▶ [SOURCE PASSAGE]
——————

It’s about time I tried using my artificial life as an artificial intelligence



It’s about time I tried using my artificial life as an artificial intelligence. It’s been the goal since day one. Before I could do that, I had to come up with the algorithm in the first place, and then make sure that the figures could actually evolve. To evolve, they need to change, and some of those changes should help them survive and reproduce, passing on their successful tricks to their offspring.

For months, I’d been watching self-reproducing populations emerge from randomly generated ones. The system would construct a certain number of figures, filling their memory with randomly generated numbers. Then they’d run, and usually, just die. But, the program would dump in some more random critters, until they just happened to be so constructed that they’d copy themselves into new figures—until they started making babies. When I first started, taking a page from someone else’s book, I’d planned to hand-write some seed figures that already were able to reproduce, and then mutate them. As it happens, the randomly generated populations would have self-replication emerge pretty quickly. I even found ways to make it happen faster, so that starting from scratch, self-replication can emerge within ten, fifteen minutes, often less than five. Since randomly built populations turned out to be so interesting and fun, it took forever before I finally started using mutation.

At first, mutation was too devastating. Computer code, which is what the figures are made of, is notoriously fragile. My system isn’t as fragile as most programming languages, but entire populations were getting killed off with only a small handful of mutations, sometimes just one.

To work around the problem, I set the system up so that it would put a stable self-replicating population in the world, and then run it, mutating it along the way. If the population went extinct, if all of them died, the original stable population was recopied into the world so it could try again.

——————

▶ [DATA SECTION]

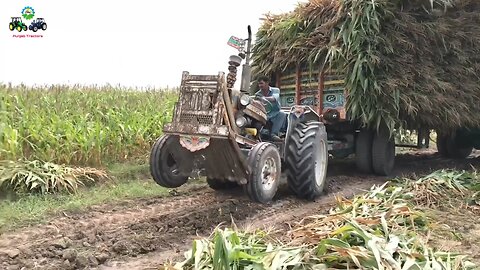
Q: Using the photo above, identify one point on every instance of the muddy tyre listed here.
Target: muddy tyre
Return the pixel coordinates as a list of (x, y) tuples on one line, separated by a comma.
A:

——————

▶ [YOUR TASKS]
A. Answer these questions about the artificial life passage, one answer per line, marked to match:
(i) What did the system fill the memory of newly constructed figures with?
(ii) What are the figures made of?
(iii) What happened when a mutating population went extinct?
B. Write the next paragraph of the passage on evolving artificial life, starting after its last sentence.

▶ [PER-TASK OUTPUTS]
A.
(i) Randomly generated numbers.
(ii) Computer code.
(iii) The original stable population was recopied into the world so it could try again.

B.
In one experiment, I took a population of six figures. This population never has a larger population size than 6, no matter how much room there is for more babies. I set it up to replace the figures when there was an extinction, and to turn off mutation if they reached the maximum population size. I wanted to see if they could learn to grow. Along the way, I saw a population of 61 figures, still short of the 200 figure goal, that had been stable at 61 figures for a very long time. I paused the system and saved it to look at later. Eventually, a population that did grow in size to fill the available space did get produced, a little bit of evolution.

I could apparently just change the rate of mutation, based on how well a given population is doing on a given problem. So long as I replace the population when it goes extinct, even this fragile system should be able to evolve solutions. However, I’m implementing a reward system based on energy, not so much instead of, as in addition to.

Why?

To speed things up!

After trying a bunch of things to try and find a kinder gentler form of mutation, most of which made things worse, I decided I’d just try an evolve populations that were resistant to mutation. A population I got by accident, 61, is actually fairly resistant already. It takes an average of 10,000 mutations to kill that one off, and I’ve seen a run go for just shy of 90,000. Gathering those stats took 26 hours, and there’s the problem. The more robust the population is, the longer it takes to finish testing it. To make matters worse, I’ve been limited to populations of 200 figures, much more than that and the system slows to a crawl. There are several things that slow the system down. Even gathering the stats makes it go slower. I found one of them when I attempted to gather stats on a population of 20,000 figures.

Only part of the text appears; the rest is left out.